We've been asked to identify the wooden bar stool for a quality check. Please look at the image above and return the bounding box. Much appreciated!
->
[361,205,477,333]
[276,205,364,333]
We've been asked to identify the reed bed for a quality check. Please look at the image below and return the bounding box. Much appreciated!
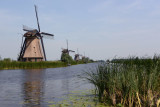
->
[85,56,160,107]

--

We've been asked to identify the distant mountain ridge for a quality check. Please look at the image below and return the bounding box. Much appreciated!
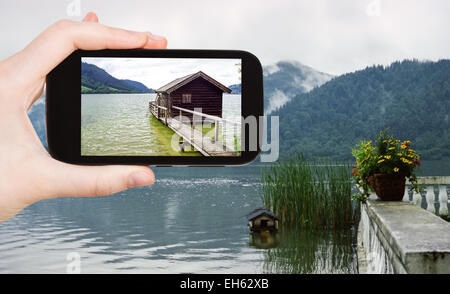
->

**Requirement**
Where a line of the listing holds "bounding", show that line.

**Answer for the task**
We've been asked to identify the wooden bar stool for a quality check. Please look at the image above and return the bounding box. Much appreciated!
We've been asked to identify the reed bed for a quality check. Please look at the image below and return the bounding box. Much appreciated!
We've been asked to identify the distant mountain ridge for a quality check. Please look at the image below and return the bounding box. Much appreciated!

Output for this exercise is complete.